What needs to be done: Rewrite the stretch of material from its start through the line containing "[140,191,155,208]", swapping "screenshot" for "image" and leaving everything else unchanged. Omit the pictures.

Box annotations for photos:
+---+

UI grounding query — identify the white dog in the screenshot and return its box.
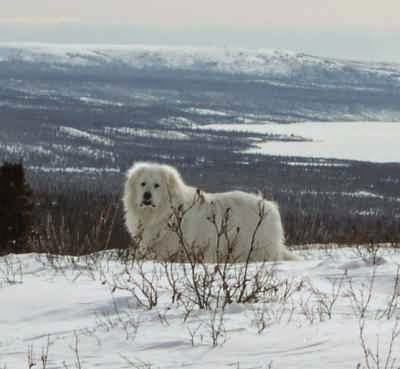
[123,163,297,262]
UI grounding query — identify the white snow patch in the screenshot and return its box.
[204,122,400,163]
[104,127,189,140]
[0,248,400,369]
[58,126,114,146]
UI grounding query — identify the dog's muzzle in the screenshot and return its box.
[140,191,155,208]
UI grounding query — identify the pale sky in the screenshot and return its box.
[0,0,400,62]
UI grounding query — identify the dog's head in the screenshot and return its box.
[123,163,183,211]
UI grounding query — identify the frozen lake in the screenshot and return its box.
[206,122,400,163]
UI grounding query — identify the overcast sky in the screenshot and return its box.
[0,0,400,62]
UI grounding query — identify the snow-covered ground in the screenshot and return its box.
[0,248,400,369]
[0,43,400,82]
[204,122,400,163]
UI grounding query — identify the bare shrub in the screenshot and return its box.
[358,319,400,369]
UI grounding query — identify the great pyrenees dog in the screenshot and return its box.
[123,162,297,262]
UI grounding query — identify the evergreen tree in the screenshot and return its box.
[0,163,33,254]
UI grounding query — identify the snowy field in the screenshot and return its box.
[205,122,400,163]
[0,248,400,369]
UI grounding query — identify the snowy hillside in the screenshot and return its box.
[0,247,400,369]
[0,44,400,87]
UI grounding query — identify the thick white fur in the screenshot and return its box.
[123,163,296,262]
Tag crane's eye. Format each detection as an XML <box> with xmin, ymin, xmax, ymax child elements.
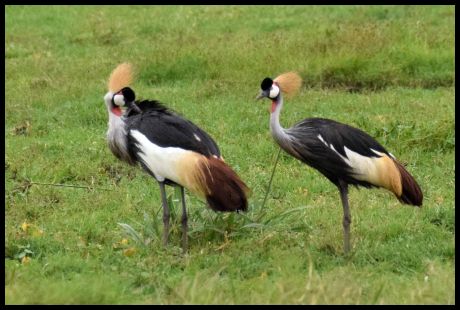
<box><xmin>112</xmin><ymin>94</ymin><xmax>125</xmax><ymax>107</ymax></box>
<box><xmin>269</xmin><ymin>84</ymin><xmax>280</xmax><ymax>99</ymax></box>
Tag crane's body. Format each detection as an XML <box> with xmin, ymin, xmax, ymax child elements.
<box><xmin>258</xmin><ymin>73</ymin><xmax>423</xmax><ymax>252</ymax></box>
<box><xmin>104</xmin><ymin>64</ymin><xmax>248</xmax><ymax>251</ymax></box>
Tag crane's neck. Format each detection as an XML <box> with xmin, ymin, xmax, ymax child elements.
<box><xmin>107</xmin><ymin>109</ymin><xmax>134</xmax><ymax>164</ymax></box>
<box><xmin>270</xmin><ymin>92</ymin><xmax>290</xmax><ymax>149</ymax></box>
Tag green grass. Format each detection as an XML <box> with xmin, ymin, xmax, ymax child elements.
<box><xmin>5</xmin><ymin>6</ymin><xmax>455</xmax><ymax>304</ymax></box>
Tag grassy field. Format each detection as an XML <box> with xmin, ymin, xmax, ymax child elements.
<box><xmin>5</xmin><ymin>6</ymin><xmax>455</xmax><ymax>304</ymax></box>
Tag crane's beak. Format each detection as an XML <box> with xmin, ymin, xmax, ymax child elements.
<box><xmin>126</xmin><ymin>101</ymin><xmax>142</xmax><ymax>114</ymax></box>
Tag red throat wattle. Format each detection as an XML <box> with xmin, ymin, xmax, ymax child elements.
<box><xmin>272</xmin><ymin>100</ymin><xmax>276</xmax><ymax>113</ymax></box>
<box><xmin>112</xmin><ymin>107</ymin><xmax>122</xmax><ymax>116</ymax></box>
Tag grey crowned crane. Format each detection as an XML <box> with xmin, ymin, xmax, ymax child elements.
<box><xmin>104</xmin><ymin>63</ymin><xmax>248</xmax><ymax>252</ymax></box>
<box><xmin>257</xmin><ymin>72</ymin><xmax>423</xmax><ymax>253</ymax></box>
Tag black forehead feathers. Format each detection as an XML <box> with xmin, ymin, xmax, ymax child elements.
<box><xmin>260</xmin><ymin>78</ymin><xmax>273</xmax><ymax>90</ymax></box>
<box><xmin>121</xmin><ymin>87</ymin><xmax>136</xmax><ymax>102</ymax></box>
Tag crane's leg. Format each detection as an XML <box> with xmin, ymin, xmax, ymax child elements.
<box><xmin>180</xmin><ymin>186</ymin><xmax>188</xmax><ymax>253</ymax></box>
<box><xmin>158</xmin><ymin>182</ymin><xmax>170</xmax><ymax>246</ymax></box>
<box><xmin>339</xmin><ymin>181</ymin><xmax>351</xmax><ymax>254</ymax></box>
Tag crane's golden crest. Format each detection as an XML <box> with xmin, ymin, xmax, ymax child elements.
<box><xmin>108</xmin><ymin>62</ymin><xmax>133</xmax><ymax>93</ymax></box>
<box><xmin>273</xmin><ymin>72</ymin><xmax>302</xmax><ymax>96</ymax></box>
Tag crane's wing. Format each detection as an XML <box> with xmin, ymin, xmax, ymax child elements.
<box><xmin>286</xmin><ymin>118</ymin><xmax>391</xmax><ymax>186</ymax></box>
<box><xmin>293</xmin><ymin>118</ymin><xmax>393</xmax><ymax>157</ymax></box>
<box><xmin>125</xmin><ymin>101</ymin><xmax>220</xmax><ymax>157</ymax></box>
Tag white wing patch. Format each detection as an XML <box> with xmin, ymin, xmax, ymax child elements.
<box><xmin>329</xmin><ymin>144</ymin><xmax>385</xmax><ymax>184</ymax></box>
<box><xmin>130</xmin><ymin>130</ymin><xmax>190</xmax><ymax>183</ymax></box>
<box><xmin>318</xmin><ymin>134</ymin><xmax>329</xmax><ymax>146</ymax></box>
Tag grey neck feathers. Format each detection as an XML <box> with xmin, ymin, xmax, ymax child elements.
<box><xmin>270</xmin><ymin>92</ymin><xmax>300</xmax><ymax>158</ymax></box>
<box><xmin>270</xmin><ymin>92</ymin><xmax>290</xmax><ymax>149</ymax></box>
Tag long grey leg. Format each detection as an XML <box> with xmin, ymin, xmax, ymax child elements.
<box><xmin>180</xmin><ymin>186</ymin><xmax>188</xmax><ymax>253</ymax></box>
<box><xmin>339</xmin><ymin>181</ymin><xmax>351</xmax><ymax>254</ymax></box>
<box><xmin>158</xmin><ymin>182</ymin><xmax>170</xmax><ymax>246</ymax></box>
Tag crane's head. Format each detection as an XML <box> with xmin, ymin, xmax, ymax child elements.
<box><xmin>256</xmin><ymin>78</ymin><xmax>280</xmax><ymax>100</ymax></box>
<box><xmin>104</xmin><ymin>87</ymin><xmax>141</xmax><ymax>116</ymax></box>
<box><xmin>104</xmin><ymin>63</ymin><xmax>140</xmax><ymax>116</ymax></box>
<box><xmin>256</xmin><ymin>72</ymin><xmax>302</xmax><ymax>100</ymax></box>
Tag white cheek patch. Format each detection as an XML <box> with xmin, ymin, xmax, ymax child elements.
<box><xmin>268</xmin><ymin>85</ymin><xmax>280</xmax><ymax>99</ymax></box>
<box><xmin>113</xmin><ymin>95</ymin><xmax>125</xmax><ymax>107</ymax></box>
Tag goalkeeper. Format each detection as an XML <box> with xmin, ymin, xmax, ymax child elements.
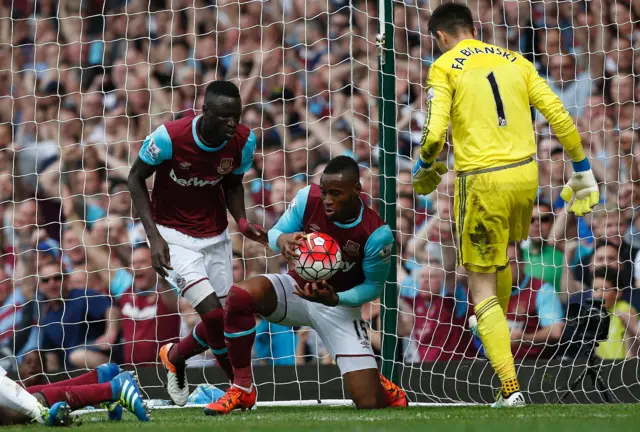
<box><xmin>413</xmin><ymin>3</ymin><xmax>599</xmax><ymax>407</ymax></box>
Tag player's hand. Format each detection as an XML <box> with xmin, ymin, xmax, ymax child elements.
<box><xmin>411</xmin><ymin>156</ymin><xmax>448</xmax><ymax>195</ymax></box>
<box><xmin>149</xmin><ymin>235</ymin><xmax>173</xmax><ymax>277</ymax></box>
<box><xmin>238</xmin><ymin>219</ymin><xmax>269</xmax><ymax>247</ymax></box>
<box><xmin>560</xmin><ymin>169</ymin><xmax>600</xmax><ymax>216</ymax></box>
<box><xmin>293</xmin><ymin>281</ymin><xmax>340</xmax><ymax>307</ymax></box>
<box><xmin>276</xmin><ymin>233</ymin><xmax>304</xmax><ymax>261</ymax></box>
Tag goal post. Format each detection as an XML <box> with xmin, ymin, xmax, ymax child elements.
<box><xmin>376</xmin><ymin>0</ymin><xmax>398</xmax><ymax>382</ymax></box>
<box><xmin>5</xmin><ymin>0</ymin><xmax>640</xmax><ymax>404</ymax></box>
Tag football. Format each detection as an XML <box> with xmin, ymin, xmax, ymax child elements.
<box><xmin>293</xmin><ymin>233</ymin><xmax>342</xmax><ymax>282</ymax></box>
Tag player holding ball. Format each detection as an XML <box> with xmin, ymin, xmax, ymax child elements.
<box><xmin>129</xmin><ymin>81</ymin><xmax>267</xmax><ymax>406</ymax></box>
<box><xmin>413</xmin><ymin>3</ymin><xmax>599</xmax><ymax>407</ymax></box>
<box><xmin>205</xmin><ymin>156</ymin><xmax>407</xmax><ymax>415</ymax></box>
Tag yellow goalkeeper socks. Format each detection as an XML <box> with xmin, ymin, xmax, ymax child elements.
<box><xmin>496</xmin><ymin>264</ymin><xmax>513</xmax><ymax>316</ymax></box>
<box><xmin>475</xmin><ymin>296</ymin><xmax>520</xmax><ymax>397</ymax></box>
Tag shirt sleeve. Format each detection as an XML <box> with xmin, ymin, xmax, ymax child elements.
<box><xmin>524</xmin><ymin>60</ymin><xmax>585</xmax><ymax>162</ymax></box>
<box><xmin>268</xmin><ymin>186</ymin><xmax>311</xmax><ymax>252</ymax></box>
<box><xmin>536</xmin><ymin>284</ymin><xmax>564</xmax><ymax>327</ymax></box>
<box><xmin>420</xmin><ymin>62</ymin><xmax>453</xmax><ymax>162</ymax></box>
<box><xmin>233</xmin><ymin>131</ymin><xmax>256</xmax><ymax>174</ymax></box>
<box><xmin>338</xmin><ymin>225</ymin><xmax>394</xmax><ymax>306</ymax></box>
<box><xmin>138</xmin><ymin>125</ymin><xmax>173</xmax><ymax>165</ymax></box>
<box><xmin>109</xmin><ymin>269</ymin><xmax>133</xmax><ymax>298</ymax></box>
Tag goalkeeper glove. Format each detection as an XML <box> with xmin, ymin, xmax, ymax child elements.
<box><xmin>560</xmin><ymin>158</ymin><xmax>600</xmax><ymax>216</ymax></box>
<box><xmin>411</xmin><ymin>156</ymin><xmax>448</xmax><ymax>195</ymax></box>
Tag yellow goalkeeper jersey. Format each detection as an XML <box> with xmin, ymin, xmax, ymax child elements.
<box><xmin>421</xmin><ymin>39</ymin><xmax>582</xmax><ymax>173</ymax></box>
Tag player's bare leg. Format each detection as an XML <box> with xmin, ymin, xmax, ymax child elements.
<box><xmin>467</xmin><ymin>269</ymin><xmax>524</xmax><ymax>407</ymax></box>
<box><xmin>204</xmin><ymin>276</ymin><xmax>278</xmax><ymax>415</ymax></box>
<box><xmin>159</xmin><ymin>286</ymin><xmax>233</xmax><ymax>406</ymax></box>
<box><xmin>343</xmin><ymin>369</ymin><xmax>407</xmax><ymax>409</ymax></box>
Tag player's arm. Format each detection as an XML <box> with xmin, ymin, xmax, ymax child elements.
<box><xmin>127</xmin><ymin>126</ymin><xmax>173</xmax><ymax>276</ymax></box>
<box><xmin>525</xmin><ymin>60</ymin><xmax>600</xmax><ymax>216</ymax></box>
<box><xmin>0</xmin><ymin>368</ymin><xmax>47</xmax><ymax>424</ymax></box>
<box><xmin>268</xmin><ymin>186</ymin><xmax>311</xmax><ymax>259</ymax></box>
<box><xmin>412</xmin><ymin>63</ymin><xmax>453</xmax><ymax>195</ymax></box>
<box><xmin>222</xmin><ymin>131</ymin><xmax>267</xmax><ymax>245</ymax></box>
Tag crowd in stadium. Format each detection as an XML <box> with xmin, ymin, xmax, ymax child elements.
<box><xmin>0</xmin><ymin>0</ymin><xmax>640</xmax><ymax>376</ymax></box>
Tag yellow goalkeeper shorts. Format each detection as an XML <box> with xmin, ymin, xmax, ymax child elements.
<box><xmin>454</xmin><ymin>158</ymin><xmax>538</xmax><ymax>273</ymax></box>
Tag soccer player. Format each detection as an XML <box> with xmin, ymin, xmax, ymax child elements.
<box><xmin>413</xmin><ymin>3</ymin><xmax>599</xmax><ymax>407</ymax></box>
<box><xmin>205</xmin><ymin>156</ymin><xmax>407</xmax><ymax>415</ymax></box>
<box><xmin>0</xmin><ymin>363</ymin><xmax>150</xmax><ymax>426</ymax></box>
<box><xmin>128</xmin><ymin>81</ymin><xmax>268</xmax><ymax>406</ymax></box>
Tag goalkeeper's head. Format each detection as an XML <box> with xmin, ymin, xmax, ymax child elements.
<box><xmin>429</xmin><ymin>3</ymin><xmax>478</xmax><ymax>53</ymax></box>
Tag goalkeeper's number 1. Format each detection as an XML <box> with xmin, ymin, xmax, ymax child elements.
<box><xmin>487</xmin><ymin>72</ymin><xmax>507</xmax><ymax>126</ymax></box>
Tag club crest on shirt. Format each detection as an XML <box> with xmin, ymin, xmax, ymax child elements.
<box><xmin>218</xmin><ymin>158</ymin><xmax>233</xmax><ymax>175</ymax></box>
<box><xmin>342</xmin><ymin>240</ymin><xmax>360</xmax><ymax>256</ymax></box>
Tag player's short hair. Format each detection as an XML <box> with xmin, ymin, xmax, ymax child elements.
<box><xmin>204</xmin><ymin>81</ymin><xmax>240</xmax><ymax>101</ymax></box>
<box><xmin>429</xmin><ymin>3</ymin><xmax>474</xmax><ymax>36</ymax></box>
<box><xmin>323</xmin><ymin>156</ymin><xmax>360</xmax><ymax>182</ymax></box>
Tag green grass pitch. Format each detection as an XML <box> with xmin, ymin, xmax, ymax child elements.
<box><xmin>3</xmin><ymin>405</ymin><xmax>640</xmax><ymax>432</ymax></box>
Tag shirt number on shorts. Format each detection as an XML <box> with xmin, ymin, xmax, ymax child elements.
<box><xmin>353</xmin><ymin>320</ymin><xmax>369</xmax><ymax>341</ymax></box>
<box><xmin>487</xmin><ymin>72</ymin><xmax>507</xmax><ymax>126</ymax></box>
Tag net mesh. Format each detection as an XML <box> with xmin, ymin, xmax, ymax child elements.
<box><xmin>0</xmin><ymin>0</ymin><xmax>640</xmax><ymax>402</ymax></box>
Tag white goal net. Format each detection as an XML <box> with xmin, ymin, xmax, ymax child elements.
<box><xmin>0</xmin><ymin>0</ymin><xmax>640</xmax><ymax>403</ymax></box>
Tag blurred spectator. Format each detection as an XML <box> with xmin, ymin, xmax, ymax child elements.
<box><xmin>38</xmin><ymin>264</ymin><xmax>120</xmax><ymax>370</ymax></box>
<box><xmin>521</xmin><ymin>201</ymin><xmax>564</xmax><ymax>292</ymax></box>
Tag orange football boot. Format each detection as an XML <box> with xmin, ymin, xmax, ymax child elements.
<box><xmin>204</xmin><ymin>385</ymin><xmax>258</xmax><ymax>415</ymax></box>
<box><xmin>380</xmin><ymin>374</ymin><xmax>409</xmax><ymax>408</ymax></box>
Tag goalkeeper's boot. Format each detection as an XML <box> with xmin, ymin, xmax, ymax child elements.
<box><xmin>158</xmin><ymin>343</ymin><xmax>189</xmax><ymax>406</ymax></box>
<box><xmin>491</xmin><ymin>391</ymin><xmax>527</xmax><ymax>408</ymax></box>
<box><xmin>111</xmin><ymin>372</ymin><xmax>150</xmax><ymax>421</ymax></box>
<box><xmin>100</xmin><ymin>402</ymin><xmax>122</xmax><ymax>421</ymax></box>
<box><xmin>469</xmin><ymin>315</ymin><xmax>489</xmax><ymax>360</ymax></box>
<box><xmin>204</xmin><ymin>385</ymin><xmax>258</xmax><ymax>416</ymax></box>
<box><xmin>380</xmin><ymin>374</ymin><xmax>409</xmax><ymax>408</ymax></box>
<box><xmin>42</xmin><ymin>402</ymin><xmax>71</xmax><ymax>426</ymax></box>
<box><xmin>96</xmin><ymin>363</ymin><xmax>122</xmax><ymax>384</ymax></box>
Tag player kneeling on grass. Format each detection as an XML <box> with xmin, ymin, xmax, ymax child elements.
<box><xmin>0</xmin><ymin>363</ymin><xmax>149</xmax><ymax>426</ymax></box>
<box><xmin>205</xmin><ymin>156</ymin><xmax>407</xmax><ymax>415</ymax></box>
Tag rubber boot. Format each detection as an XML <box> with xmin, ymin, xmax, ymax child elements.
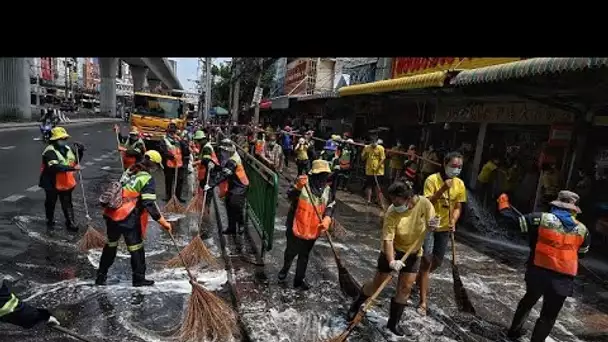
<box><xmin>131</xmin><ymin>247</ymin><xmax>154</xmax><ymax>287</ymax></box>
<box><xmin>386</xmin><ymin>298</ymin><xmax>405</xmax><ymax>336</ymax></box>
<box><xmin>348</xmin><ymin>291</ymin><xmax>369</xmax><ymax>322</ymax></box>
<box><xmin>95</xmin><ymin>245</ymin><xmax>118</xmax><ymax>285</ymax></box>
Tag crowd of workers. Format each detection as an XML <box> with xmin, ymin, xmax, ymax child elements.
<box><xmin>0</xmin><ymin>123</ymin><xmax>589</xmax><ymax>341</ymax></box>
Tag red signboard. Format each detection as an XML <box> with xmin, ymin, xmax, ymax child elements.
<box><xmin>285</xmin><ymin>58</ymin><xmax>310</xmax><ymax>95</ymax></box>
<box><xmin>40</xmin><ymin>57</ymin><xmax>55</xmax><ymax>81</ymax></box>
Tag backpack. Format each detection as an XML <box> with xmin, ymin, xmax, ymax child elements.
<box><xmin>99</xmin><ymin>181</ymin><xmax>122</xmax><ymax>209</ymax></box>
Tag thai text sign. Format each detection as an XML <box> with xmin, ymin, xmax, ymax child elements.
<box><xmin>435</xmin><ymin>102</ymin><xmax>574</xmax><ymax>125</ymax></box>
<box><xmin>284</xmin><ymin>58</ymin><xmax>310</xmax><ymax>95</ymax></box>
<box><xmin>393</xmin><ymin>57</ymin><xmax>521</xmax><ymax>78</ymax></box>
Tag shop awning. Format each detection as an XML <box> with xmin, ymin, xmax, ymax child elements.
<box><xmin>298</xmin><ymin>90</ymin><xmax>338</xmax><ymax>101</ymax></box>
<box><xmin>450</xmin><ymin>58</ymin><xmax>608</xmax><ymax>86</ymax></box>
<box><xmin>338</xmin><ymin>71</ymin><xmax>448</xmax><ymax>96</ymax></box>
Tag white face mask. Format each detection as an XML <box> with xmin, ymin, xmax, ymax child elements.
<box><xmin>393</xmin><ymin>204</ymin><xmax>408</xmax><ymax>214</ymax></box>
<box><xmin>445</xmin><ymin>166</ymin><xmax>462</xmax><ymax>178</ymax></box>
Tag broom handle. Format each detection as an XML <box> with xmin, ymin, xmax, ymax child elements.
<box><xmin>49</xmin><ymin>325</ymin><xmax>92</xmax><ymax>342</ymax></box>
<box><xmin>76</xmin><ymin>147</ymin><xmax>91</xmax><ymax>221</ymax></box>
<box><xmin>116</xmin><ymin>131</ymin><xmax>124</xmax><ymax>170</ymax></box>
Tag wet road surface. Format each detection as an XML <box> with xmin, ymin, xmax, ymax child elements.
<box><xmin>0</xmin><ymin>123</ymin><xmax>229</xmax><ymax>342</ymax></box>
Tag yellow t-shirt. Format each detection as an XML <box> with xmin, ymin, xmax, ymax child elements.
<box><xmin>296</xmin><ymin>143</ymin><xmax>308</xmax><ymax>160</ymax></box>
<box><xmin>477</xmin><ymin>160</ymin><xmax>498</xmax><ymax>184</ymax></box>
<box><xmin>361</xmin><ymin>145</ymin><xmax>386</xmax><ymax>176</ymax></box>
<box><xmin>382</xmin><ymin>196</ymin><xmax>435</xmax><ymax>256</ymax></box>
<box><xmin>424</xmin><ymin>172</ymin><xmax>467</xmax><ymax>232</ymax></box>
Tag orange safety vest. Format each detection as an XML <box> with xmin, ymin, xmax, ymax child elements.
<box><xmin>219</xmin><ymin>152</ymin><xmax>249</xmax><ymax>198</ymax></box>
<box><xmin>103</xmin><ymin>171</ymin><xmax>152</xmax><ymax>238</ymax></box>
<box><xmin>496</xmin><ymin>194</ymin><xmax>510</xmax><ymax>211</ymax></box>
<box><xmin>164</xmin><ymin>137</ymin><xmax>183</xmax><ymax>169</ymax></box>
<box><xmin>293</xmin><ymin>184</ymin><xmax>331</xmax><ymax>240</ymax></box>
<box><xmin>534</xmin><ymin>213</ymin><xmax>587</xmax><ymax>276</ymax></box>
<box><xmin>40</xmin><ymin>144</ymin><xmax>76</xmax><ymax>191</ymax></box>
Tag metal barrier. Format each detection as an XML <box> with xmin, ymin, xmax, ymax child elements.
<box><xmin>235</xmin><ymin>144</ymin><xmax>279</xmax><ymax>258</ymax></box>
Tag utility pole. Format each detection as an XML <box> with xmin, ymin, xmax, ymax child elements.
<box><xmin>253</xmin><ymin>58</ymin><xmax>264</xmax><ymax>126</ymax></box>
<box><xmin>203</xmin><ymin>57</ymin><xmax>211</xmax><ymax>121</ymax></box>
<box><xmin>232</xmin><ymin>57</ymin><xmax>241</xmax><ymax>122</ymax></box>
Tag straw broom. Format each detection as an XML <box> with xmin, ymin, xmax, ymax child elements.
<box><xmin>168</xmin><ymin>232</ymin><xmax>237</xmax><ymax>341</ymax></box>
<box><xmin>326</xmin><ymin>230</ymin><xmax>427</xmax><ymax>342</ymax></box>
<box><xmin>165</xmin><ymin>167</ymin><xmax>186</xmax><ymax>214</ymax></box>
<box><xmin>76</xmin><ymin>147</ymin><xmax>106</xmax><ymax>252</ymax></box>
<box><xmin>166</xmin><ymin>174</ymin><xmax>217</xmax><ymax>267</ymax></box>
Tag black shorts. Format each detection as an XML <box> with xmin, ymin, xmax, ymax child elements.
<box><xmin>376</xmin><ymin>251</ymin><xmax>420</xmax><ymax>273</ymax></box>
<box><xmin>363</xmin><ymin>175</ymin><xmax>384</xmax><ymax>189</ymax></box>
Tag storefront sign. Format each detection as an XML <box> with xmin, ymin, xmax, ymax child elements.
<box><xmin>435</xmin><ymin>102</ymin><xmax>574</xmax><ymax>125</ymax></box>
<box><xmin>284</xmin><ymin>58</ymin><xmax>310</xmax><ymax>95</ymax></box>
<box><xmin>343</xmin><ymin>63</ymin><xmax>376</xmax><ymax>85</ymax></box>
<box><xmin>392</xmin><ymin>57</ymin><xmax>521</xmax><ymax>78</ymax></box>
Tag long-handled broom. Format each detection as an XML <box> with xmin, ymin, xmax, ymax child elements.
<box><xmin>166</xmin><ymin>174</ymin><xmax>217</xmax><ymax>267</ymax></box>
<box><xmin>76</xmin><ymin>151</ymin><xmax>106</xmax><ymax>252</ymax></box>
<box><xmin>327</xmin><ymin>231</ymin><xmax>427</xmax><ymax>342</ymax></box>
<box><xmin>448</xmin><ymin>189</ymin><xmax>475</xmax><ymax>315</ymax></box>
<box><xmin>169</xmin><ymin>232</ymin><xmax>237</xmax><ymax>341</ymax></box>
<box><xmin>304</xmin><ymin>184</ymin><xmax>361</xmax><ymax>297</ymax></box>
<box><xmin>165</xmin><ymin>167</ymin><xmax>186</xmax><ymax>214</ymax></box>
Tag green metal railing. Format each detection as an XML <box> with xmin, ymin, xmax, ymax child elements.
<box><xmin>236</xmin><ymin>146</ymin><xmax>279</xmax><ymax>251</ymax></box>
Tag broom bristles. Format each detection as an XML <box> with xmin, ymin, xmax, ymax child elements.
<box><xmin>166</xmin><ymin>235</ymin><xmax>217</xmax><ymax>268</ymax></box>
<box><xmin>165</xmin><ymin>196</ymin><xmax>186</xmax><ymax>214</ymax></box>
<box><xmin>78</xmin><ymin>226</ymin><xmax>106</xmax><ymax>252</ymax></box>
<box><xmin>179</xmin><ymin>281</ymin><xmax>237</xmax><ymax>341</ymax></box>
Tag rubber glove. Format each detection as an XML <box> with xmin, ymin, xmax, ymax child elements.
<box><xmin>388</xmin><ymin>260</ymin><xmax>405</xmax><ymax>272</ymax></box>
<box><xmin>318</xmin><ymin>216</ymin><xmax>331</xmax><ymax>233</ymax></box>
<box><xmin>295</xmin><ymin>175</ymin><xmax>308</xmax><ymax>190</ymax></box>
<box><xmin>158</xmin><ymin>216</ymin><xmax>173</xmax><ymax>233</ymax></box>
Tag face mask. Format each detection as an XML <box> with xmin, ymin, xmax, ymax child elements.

+---+

Correct output:
UI grounding query — identify the white dog in the image and return its box.
[123,163,297,262]
UI grounding query — identify the white snow patch in the image and return its box.
[204,122,400,163]
[104,127,189,140]
[0,248,400,369]
[58,126,114,146]
UI grounding query — identify the dog's muzzle in the image and return its box.
[140,191,155,208]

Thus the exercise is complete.